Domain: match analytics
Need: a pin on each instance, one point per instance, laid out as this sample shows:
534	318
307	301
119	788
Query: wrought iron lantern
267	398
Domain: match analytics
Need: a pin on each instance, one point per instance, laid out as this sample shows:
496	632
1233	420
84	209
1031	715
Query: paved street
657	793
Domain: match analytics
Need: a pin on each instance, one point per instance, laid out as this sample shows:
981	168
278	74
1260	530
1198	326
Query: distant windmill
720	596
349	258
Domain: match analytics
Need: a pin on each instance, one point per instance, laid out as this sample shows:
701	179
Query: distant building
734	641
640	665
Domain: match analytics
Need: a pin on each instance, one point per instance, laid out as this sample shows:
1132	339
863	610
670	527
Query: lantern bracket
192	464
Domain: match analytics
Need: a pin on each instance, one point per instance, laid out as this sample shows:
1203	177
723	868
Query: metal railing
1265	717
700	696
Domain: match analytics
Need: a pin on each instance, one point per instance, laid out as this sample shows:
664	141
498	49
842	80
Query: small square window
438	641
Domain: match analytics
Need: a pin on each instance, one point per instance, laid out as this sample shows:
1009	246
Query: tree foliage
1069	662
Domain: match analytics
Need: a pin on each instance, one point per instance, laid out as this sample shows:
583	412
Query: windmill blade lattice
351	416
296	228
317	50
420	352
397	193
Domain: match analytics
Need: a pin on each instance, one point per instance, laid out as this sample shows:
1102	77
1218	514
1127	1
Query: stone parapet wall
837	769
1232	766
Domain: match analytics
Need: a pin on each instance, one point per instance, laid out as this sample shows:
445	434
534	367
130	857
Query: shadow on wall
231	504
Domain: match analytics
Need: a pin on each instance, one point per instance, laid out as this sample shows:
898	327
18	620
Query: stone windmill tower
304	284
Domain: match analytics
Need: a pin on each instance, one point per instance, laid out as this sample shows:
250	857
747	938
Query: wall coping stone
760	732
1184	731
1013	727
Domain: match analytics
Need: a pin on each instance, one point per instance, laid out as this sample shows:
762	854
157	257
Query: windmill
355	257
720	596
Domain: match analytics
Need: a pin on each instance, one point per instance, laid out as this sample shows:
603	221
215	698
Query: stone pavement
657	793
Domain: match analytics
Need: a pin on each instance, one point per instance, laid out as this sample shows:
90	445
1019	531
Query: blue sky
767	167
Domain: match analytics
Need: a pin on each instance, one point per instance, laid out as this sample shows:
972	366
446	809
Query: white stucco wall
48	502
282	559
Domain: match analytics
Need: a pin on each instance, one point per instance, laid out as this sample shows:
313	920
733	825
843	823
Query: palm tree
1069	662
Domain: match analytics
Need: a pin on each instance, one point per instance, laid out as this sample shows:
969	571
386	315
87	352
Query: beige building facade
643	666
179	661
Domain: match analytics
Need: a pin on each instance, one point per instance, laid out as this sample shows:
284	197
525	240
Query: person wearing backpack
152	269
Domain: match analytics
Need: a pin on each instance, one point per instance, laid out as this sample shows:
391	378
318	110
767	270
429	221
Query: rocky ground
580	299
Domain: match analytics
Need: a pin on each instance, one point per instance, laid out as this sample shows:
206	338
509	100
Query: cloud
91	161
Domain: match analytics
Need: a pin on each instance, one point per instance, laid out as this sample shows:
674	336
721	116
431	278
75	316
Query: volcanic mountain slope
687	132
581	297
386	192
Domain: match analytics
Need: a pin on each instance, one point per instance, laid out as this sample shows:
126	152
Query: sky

────────

Task details: From the entries above, copy each line that contains the word "building". Case counts.

Result below:
Query: distant building
Query: beige building facade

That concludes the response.